═══ Given information ═══

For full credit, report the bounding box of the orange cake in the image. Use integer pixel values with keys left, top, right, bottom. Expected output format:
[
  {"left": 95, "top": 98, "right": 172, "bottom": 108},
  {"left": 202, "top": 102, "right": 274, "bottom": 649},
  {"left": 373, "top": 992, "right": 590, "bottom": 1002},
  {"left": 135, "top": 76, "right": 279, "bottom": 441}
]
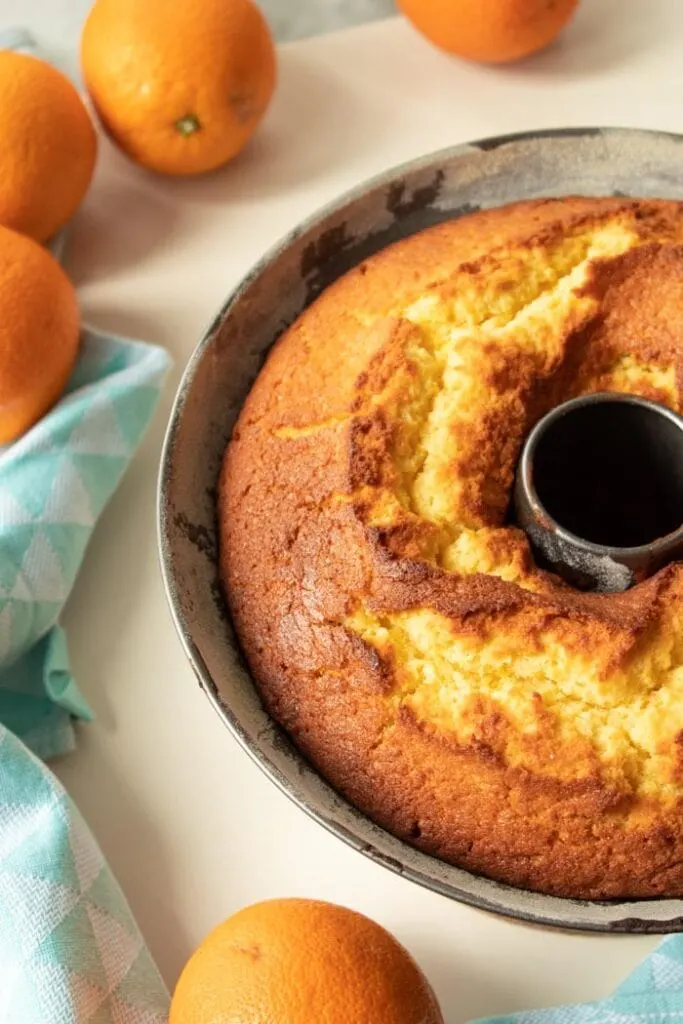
[{"left": 219, "top": 197, "right": 683, "bottom": 898}]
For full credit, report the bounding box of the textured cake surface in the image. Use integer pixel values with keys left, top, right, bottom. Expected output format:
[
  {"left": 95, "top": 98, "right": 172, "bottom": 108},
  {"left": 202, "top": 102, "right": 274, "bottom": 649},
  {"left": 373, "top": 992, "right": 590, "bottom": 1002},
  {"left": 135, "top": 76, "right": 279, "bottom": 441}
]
[{"left": 219, "top": 198, "right": 683, "bottom": 898}]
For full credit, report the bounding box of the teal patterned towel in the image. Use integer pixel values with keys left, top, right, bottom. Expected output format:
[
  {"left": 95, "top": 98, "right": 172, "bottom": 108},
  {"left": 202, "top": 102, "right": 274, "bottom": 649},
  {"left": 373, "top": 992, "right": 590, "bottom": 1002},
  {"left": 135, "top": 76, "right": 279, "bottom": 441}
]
[
  {"left": 0, "top": 329, "right": 171, "bottom": 761},
  {"left": 0, "top": 322, "right": 172, "bottom": 1023},
  {"left": 480, "top": 934, "right": 683, "bottom": 1024},
  {"left": 0, "top": 724, "right": 169, "bottom": 1022},
  {"left": 0, "top": 28, "right": 171, "bottom": 1023}
]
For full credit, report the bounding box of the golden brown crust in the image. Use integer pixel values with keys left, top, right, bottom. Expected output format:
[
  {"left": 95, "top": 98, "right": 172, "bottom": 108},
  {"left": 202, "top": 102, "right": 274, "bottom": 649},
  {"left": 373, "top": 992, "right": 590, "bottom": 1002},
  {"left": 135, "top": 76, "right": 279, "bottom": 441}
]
[{"left": 219, "top": 198, "right": 683, "bottom": 898}]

═══

## Directions
Text only, pictures out: give every record again as written.

## Answer to this task
For full credit, report the bounding box of the orange cake in the image. Use integer pixel values with keys left, top, right, bottom. Expected output format:
[
  {"left": 95, "top": 98, "right": 172, "bottom": 108},
  {"left": 202, "top": 102, "right": 274, "bottom": 649},
  {"left": 373, "top": 992, "right": 590, "bottom": 1002},
  {"left": 135, "top": 76, "right": 279, "bottom": 441}
]
[{"left": 219, "top": 197, "right": 683, "bottom": 898}]
For full credit, report the bounding box of the textured cake surface in the image. Use integer pixel values with keys left, top, right, bottom. Expected output format:
[
  {"left": 95, "top": 98, "right": 172, "bottom": 108},
  {"left": 202, "top": 102, "right": 274, "bottom": 649},
  {"left": 373, "top": 992, "right": 590, "bottom": 1002},
  {"left": 135, "top": 76, "right": 279, "bottom": 441}
]
[{"left": 219, "top": 198, "right": 683, "bottom": 898}]
For full credit, report the bounding box of the teal patterned towel in the image. Use integer pixel values with keys left, top, right, bottom. Expected output format:
[
  {"left": 95, "top": 98, "right": 172, "bottom": 108},
  {"left": 202, "top": 102, "right": 274, "bottom": 649},
  {"left": 373, "top": 992, "right": 590, "bottom": 1002},
  {"left": 135, "top": 76, "right": 279, "bottom": 441}
]
[
  {"left": 0, "top": 329, "right": 171, "bottom": 761},
  {"left": 0, "top": 322, "right": 172, "bottom": 1023},
  {"left": 480, "top": 934, "right": 683, "bottom": 1024},
  {"left": 0, "top": 724, "right": 169, "bottom": 1022},
  {"left": 0, "top": 28, "right": 171, "bottom": 1023}
]
For full credit, report the bounding box of the golden brown crust in the image. Use integer pixel values with keys left, top, right, bottom. Expected output format:
[
  {"left": 95, "top": 98, "right": 172, "bottom": 108},
  {"left": 202, "top": 102, "right": 274, "bottom": 649},
  {"left": 373, "top": 992, "right": 590, "bottom": 1002},
  {"left": 135, "top": 76, "right": 279, "bottom": 441}
]
[{"left": 219, "top": 198, "right": 683, "bottom": 898}]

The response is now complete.